• What you should do
Scan the entries below line by line and state how many lines contain the string "leaf", giving only the number.

• Records for the task
++++++++++

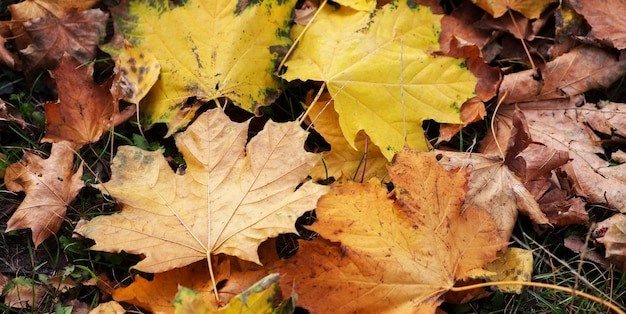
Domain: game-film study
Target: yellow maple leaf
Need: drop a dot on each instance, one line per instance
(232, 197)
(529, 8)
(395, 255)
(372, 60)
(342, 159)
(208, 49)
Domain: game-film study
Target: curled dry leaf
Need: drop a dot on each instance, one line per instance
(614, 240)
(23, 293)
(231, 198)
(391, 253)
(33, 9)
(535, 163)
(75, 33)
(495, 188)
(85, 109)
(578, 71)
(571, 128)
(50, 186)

++++++++++

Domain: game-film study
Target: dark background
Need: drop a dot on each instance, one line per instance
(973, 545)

++++++++++

• Response
2